PROBLEMS TO SOLVE>
A. Extract from the passage on immigration enforcement everything between "The disastrous Citizenship" and "robbery, were naturalized.", inclusive.
B. Decide whether each statement below agrees with the passage on immigration enforcement, answering yes or no and quoting the words from the passage that settle it: (i) In the late 1980s the INS joined an FBI task force against Haitian drug trafficking in Miami. (ii) Processing errors in New York in 1996 were 99 percent. (iii) The Jordanian supervised by probation officers in Brooklyn now sells phone cards.
C. Continue the passage on immigration enforcement, starting after its last sentence.

PROVIDED TEXT>

------------------------------------------------------------------------

Resource starvation is not the only reason for federal inaction. The
INS was a creature of immigration politics, and INS district
directors came under great pressure from local politicians to divert
scarce resources into distribution of such “benefits” as
permanent residency, citizenship, and work permits, and away from
criminal or other investigations. In the late 1980s, for example, the
INS refused to join an FBI task force against Haitian drug trafficking
in Miami, fearing criticism for “Haitian-bashing.” In 1997, after
Hispanic activists protested a much-publicized raid that netted
nearly two dozen illegals, the Border Patrol said that it would no
longer join Simi Valley, California, probation officers on home
searches of illegal-alien-dominated gangs.

The disastrous Citizenship USA project of 1996 was a luminous case of
politics driving the INS to sacrifice enforcement to “benefits.”
When, in the early 1990s, the prospect of welfare reform drove
immigrants to apply for citizenship in record numbers to preserve
their welfare eligibility, the Clinton administration, seeing a
political bonanza in hundreds of thousands of new welfare-dependent
citizens, ordered the naturalization process radically expedited.
Thanks to relentless administration pressure, processing errors in
1996 were 99 percent in New York and 90 percent in Los Angeles, and
tens of thousands of aliens with criminal records, including for
murder and armed robbery, were naturalized.

Another powerful political force, the immigration bar association,
has won from Congress an elaborate set of due-process rights for
criminal aliens that can keep them in the country indefinitely.
Federal probation officers in Brooklyn are supervising two
illegals—a Jordanian and an Egyptian with Saudi citizenship—who
look “ready to blow up the Statue of Liberty,” according to a
probation official, but the officers can’t get rid of them. The
Jordanian had been caught fencing stolen Social Security and
tax-refund checks; now he sells phone cards, which he uses himself to
make untraceable calls. The Saudi’s offense: using a fraudulent
Social Security number to get employment—a puzzlingly unnecessary
scam, since he receives large sums from the Middle East, including
from millionaire relatives. But intelligence links him to terrorism,
so presumably he worked in order not to draw attention to himself.
Currently, he changes his cell phone every month. Ordinarily such a
minor offense would not be prosecuted, but the government, fearing
that he had terrorist intentions, used whatever it had to put him in
prison.

Even where immigration officials successfully nab and deport criminal
aliens, the reality, says a former federal gang prosecutor, is that
“they all come back. They can’t make it in Mexico.” The tens of
thousands of illegal farmworkers and dishwashers who overpower U.S.
border controls every year carry in their wake thousands of brutal
assailants and terrorists who use the same smuggling industry and who
benefit from the same irresistible odds: there are so many more of
them than the Border Patrol.

------------------------------------------------------------------------

STORED RECORDS>
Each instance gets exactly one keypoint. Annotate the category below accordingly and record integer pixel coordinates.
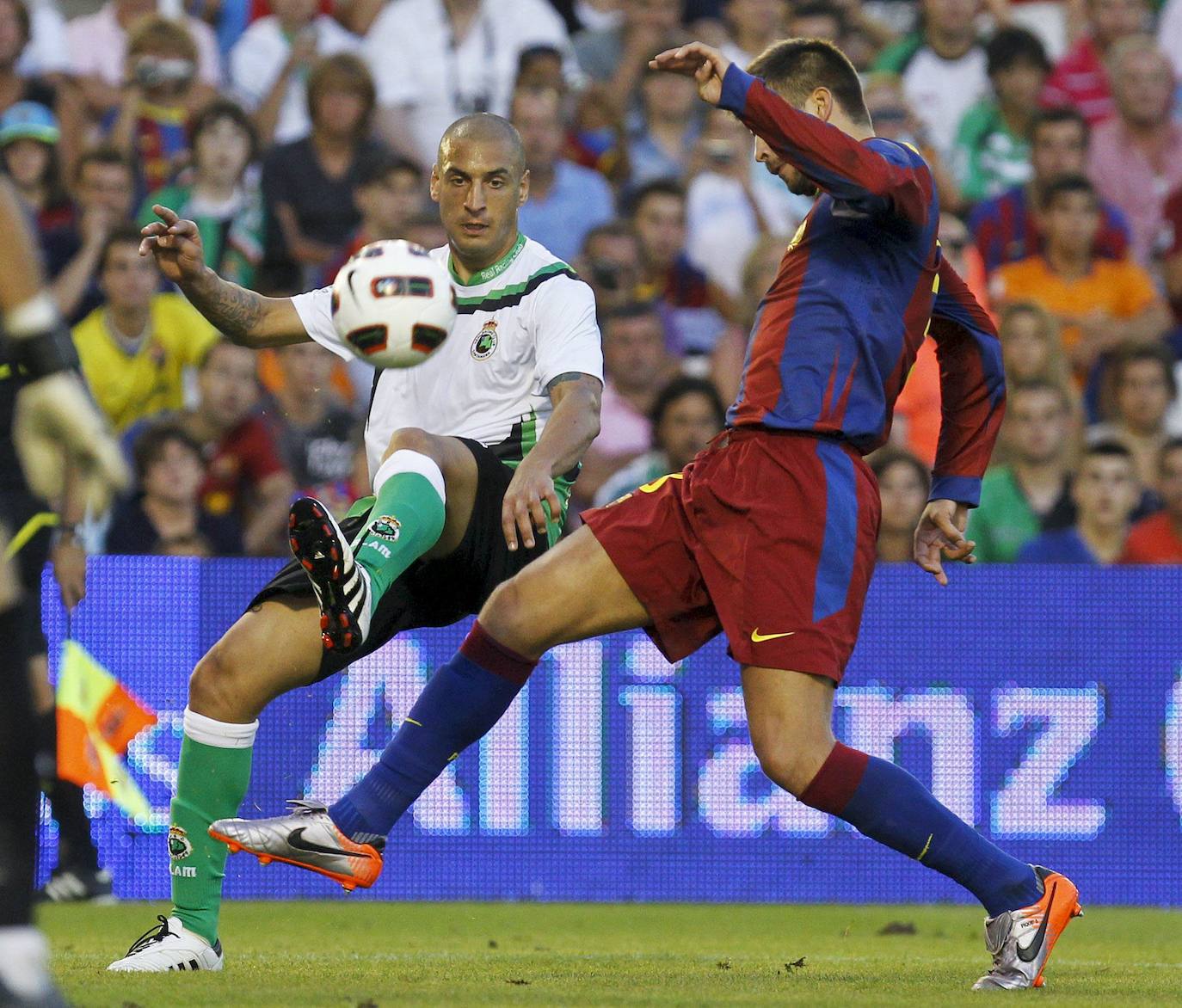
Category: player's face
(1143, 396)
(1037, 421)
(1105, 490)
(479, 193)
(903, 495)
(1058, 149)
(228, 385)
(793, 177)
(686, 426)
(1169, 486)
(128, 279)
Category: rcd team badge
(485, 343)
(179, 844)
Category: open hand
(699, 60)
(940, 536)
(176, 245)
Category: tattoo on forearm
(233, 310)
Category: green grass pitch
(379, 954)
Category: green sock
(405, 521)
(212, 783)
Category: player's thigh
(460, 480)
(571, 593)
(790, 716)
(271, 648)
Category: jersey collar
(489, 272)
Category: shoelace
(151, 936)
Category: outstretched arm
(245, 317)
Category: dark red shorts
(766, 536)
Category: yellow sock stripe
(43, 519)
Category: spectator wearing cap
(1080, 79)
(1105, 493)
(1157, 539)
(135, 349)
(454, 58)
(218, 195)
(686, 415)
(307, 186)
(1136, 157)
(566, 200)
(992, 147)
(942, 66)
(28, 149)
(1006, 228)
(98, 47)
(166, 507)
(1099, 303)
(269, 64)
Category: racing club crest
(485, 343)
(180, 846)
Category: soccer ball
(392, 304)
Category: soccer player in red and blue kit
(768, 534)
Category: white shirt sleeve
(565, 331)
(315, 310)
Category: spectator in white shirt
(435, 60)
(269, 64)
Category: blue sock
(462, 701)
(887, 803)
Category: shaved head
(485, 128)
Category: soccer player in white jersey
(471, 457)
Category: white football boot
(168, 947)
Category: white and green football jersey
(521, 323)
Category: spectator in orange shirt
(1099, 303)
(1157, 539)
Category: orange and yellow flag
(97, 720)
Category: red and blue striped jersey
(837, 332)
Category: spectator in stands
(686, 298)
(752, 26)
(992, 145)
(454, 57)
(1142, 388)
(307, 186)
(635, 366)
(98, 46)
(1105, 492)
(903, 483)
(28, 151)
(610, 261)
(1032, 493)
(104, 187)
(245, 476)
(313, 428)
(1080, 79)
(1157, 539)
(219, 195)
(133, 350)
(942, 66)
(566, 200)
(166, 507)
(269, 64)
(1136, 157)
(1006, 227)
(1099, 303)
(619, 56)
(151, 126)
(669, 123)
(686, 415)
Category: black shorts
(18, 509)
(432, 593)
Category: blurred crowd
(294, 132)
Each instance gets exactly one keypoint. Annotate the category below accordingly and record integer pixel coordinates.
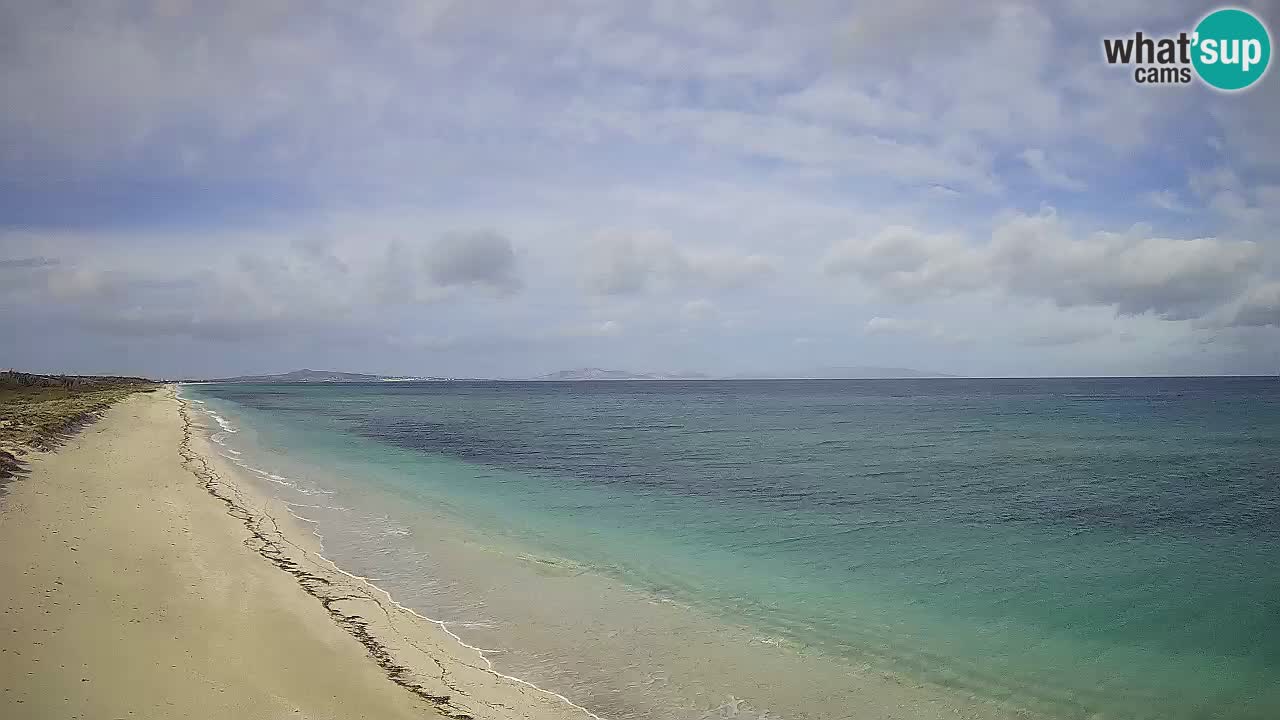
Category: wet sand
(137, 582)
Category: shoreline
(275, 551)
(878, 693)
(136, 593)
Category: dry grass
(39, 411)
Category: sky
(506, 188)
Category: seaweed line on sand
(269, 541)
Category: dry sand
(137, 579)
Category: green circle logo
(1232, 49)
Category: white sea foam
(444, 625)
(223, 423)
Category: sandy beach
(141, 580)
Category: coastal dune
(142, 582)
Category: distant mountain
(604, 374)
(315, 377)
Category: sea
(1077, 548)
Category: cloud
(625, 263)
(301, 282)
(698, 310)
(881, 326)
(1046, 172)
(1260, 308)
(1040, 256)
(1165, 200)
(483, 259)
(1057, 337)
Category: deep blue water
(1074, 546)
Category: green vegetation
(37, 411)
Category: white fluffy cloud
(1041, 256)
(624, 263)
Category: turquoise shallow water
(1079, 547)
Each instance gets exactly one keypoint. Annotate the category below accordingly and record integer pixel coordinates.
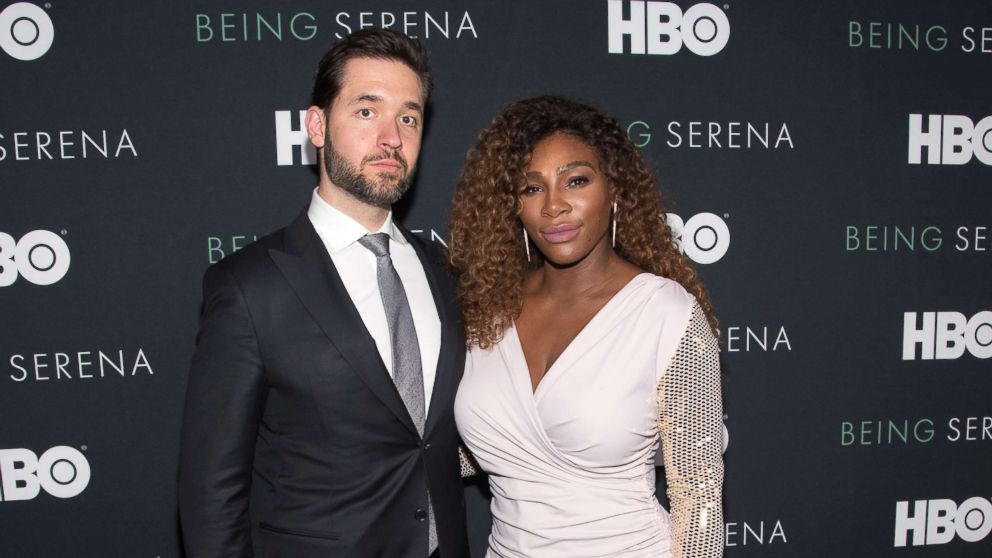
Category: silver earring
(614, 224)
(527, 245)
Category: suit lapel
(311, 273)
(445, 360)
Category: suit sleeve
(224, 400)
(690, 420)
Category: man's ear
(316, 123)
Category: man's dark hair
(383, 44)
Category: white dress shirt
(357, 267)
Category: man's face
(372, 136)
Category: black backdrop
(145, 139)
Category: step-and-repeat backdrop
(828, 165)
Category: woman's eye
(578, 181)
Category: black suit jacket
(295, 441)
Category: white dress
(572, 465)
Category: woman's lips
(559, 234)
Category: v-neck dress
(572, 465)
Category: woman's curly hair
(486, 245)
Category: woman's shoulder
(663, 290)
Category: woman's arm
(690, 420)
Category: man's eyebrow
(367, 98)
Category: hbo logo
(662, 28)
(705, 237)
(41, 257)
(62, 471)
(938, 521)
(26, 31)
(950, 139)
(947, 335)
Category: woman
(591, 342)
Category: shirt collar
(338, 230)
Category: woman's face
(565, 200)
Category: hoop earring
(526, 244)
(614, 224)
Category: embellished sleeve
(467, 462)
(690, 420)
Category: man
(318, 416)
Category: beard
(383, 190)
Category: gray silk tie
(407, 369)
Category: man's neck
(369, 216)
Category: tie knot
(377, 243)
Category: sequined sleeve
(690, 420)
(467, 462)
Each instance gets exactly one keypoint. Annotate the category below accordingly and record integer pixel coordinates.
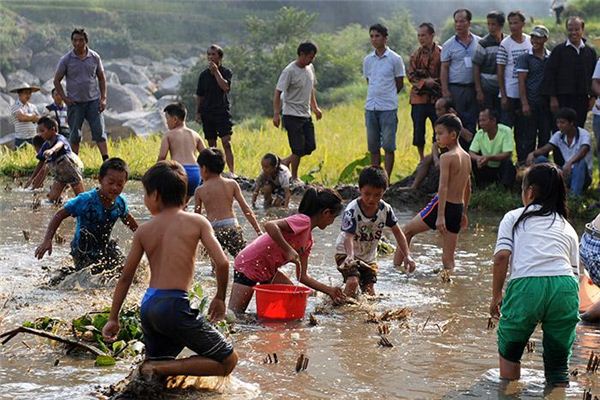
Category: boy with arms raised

------------------------------------------------------------------------

OUTPUTS BY TASK>
A.
The disastrous Citizenship USA project of 1996 was a luminous case of
politics driving the INS to sacrifice enforcement to “benefits.”
When, in the early 1990s, the prospect of welfare reform drove
immigrants to apply for citizenship in record numbers to preserve
their welfare eligibility, the Clinton administration, seeing a
political bonanza in hundreds of thousands of new welfare-dependent
citizens, ordered the naturalization process radically expedited.
Thanks to relentless administration pressure, processing errors in
1996 were 99 percent in New York and 90 percent in Los Angeles, and
tens of thousands of aliens with criminal records, including for
murder and armed robbery, were naturalized.

B.
(i) No: "the INS refused to join an FBI task force against Haitian drug trafficking in Miami"
(ii) Yes: "processing errors in 1996 were 99 percent in New York"
(iii) Yes: "now he sells phone cards"

C.
For, of course, the government’s inability to keep out criminal
aliens is part and parcel of its inability to patrol the border,
period. For decades, the INS had as much effect on the migration of
millions of illegals as a can tied to the tail of a tiger. And the
immigrants themselves, despite the press cliché of hapless aliens
living fearfully in the shadows, seemed to regard immigration
authorities with all the concern of an elephant for a flea.

Certainly fear of immigration officers is not in evidence among the
hundreds of illegal day laborers who hang out on Roosevelt Avenue in
Queens, New York, in front of money wire services, travel agencies,
immigration-attorney offices, and phone arcades, all catering to the
local Hispanic population (as well as to drug dealers and
terrorists). “There is no chance of getting caught,” cheerfully
explains Rafael, an Ecuadoran. Like the dozen Ecuadorans and Mexicans
on his particular corner, Rafael is hoping that an SUV seeking
carpenters for $100 a day will show up soon. “We don’t worry,
because we’re not doing anything wrong. I know it’s illegal; I
need the papers, but here, nobody asks you for papers.”

Even the newly fortified Mexican border, the one spot where the
government really tries to prevent illegal immigration, looms as only
a minor inconvenience to the day laborers. The odds, they realize, are
overwhelmingly in their favor. Miguel, a reserved young carpenter,
crossed the border at Tijuana three years ago with 15 others. Border
Patrol spotted them, but with six officers to 16 illegals, only five
got caught. In illegal border crossings, you get what you pay for,
Miguel says. If you try to shave on the fee, the coyotes will abandon
you at the first problem. Miguel’s wife was flying into New York
from Los Angeles that very day; it had cost him $2,200 to get her
across the border. “Because I pay, I don’t worry,” he says
complacently.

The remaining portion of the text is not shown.